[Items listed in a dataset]
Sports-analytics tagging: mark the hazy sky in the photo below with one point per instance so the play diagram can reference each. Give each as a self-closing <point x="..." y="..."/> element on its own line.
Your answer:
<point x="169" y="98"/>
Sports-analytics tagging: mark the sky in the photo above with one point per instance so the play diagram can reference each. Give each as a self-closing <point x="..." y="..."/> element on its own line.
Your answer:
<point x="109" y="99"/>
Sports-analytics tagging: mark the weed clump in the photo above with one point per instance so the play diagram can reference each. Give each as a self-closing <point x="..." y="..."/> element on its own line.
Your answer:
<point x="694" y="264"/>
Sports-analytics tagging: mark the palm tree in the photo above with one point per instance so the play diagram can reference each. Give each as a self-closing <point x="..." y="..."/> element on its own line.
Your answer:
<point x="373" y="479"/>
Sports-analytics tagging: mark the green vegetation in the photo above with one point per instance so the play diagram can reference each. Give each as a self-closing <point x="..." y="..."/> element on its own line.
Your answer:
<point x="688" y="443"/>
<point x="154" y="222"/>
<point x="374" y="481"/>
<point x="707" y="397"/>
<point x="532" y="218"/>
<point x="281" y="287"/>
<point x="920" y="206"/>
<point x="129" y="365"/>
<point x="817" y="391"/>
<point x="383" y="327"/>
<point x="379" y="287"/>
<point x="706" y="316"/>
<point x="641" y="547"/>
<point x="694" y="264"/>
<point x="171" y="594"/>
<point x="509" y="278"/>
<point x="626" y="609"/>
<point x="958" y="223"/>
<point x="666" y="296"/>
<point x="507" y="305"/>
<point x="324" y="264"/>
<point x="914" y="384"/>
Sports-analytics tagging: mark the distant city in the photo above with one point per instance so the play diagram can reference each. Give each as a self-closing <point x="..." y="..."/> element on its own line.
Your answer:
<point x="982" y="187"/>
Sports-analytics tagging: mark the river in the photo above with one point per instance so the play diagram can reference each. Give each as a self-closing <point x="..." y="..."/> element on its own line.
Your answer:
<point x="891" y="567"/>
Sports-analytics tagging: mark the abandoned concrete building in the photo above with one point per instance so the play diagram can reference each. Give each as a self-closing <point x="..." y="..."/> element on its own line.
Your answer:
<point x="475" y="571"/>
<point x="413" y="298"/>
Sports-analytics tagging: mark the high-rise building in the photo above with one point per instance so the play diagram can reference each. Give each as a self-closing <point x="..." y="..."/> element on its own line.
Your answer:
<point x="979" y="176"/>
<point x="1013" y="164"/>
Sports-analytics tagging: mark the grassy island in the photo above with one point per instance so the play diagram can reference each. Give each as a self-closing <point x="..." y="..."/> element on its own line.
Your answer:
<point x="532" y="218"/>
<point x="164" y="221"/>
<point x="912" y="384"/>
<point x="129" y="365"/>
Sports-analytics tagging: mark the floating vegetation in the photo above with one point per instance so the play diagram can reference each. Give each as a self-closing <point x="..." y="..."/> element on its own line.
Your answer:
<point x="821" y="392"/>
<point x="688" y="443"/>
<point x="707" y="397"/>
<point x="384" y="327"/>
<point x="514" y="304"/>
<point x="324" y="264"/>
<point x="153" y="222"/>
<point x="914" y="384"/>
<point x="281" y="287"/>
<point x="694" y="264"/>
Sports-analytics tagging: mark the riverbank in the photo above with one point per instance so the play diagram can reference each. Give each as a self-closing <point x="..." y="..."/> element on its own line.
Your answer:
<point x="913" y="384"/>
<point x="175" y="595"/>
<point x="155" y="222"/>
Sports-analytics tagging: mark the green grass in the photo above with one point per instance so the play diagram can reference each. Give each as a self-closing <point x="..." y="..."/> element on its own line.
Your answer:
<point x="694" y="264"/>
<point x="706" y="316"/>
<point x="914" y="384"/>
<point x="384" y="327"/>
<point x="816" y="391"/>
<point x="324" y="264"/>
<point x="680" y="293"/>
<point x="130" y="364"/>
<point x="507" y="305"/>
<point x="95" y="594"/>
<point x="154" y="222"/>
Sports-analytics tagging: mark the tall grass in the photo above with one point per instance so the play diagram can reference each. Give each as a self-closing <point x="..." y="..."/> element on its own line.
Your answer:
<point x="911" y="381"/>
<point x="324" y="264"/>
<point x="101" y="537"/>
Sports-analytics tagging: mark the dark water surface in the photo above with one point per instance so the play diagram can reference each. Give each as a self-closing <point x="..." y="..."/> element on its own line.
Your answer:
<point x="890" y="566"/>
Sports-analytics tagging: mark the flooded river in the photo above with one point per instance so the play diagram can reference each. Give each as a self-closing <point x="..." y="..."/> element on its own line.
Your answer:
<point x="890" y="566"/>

◆ Task goal: Word for word, extract all the records.

◆ Task response:
Sports-analytics tagging: mark the hazy sky in the photo below with one point per instance so the play diagram can reference each. Give each as a self-closing <point x="..." y="..."/> element on its own line.
Your answer:
<point x="169" y="98"/>
Sports-analytics tagging: mark the sky in the photo above with one point per instance so the play diagram can reference each. Give each as a self-closing <point x="..." y="..."/> element on its own line.
Your answer:
<point x="109" y="99"/>
Sports-analytics tagging: mark the weed clump in the photo above with one point per instance so the play diagram can reference each. Give each as a self-closing <point x="..." y="..."/> element on its own line.
Your answer:
<point x="694" y="264"/>
Sports-analytics tagging: mark the palm tree in the photo above with one point per instance so the play diagram can reference each. Give each as a self-closing <point x="..." y="..."/> element on its own line.
Your answer:
<point x="373" y="479"/>
Sports-analytics tagging: mark the green vegetation in the photo above with one point per instance so the play diagram can reference each. Give each as a self-closing <point x="..." y="..."/> element on its own line.
Your answer:
<point x="688" y="443"/>
<point x="154" y="222"/>
<point x="374" y="481"/>
<point x="707" y="397"/>
<point x="532" y="218"/>
<point x="281" y="287"/>
<point x="920" y="206"/>
<point x="129" y="365"/>
<point x="817" y="391"/>
<point x="383" y="327"/>
<point x="379" y="287"/>
<point x="706" y="316"/>
<point x="641" y="547"/>
<point x="694" y="264"/>
<point x="171" y="594"/>
<point x="509" y="278"/>
<point x="626" y="609"/>
<point x="958" y="223"/>
<point x="666" y="296"/>
<point x="507" y="305"/>
<point x="324" y="264"/>
<point x="914" y="384"/>
Sports-analytics tagging: mark the distant city in the photo above with one point per instance so the play diagram can reference each. Give each as a self-closing <point x="..." y="..."/> element on its own line.
Your answer:
<point x="982" y="187"/>
Sports-analytics tagging: mark the river in the photo above with one point per instance so the play diagram can reference each. Give each as a self-closing <point x="..." y="..."/> element on its own line.
Your answer:
<point x="891" y="567"/>
Sports-analytics tagging: mark the abandoned concrete building in the photo above with one point per instance so the play diagram can reference each. Give each as a self-closing <point x="..." y="..."/> element on its own line.
Your answer:
<point x="475" y="571"/>
<point x="413" y="298"/>
Sports-analytics tagging: mark the high-rise building in the photo above with one point per instance so the play diagram can reference each. Give each as a self-closing <point x="..." y="..."/> element on its own line.
Your answer:
<point x="979" y="176"/>
<point x="1013" y="164"/>
Sports-analytics tagging: mark the grassy island in the photo above with one point per instance so the play diagram can reference each. Give each as a self-closing <point x="..." y="..."/> element on its own line.
Your answer:
<point x="532" y="218"/>
<point x="164" y="221"/>
<point x="912" y="384"/>
<point x="129" y="365"/>
Sports-analytics tagging: mark the floating vegetation in the photo above with one point per instance so the play diagram can reference each. Give each as a self-closing <point x="..." y="..."/> element on its own line.
Your answer:
<point x="821" y="392"/>
<point x="688" y="443"/>
<point x="707" y="397"/>
<point x="384" y="327"/>
<point x="514" y="304"/>
<point x="324" y="264"/>
<point x="153" y="222"/>
<point x="914" y="384"/>
<point x="281" y="287"/>
<point x="694" y="264"/>
Sports-analytics tagging: mark the riverbank in the photo above with one point per instance so the play diagram can reference each. Give each as a self-closing <point x="..." y="..."/> element on its own line.
Your answer:
<point x="913" y="384"/>
<point x="175" y="595"/>
<point x="155" y="222"/>
Sports-analytics tagging: mark the green grass in the photo above with one point per instance so the play diagram can reference each. Give each as a self-closing <point x="..." y="..."/> element on its own line.
Your answer:
<point x="694" y="264"/>
<point x="706" y="316"/>
<point x="914" y="384"/>
<point x="384" y="327"/>
<point x="816" y="391"/>
<point x="324" y="264"/>
<point x="680" y="293"/>
<point x="130" y="364"/>
<point x="507" y="305"/>
<point x="95" y="594"/>
<point x="154" y="222"/>
Sports-analytics tagging: mark the tall grass in the photo above with one point per instance so the play diagram can reference each. Give each as a self-closing <point x="..." y="..."/> element on its own line.
Your answer:
<point x="911" y="381"/>
<point x="324" y="264"/>
<point x="101" y="537"/>
Sports-analytics tagging: mark the dark water surface in the photo above with one point per instance so the play diagram can reference each. Give each as a self-closing <point x="..." y="..."/> element on its own line.
Your answer:
<point x="890" y="566"/>
Sports-analytics tagging: mark the flooded river in the photo above with one point per instance so the play diagram can reference each. Give each as a self-closing <point x="..." y="..."/> element on its own line.
Your answer:
<point x="890" y="566"/>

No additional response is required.